Pull out every line of the material below that contains the word "target".

-----

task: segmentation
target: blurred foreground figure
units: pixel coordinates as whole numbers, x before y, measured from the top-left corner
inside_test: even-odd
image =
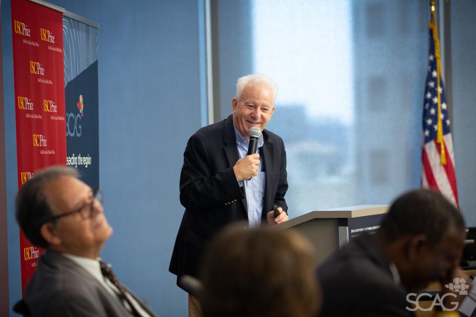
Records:
[[[99,258],[113,234],[102,196],[73,168],[35,174],[18,192],[16,218],[35,245],[46,248],[25,288],[31,316],[156,316]]]
[[[315,316],[321,295],[309,243],[289,230],[243,227],[225,229],[207,250],[204,317]]]
[[[465,229],[459,211],[439,193],[420,189],[400,196],[374,235],[357,237],[319,267],[321,316],[414,316],[412,293],[459,277]],[[454,310],[455,297],[445,300]]]

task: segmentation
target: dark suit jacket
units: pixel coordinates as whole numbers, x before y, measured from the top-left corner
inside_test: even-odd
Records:
[[[266,130],[263,137],[260,160],[266,178],[262,220],[266,221],[274,204],[287,211],[288,181],[282,139]],[[169,269],[178,281],[184,274],[197,276],[204,249],[220,229],[247,222],[245,196],[233,171],[238,158],[232,115],[188,140],[180,175],[180,202],[185,210]]]
[[[156,316],[147,304],[129,293],[151,316]],[[75,262],[50,250],[38,259],[23,300],[33,317],[132,316],[119,296],[112,295]]]
[[[318,268],[322,317],[412,316],[407,292],[394,281],[390,263],[374,237],[358,237]]]

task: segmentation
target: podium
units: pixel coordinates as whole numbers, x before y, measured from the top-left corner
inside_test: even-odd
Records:
[[[363,205],[310,211],[275,228],[292,228],[307,238],[314,247],[318,264],[362,233],[375,233],[389,207]]]

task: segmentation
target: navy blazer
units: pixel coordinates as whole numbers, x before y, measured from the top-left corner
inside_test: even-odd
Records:
[[[287,212],[286,153],[283,140],[266,130],[260,160],[266,172],[261,220],[277,205]],[[185,207],[169,270],[197,277],[207,243],[222,228],[247,222],[246,196],[233,171],[239,158],[233,116],[202,128],[188,140],[180,175],[180,202]]]

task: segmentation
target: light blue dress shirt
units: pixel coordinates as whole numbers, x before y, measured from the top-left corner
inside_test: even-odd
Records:
[[[244,138],[237,130],[235,124],[235,136],[237,141],[237,147],[240,158],[246,156],[248,154],[248,146],[249,142]],[[263,146],[264,141],[263,134],[259,135],[258,139],[258,149],[256,153],[260,155],[260,163],[258,166],[258,175],[251,178],[249,180],[238,182],[240,186],[244,186],[244,192],[246,195],[246,205],[248,208],[248,223],[250,227],[259,225],[261,222],[261,213],[263,211],[263,204],[264,202],[264,188],[266,180],[266,172],[262,171],[263,158],[261,157],[260,148]]]

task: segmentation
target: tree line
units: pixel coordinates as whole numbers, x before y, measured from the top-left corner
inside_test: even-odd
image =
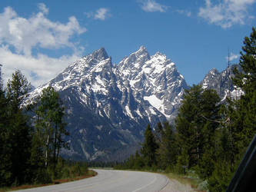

-----

*OUTPUT BELOW*.
target: blurred foreground figure
target: dark suit jacket
target: podium
target: navy blazer
target: light blue dress shirt
target: tree line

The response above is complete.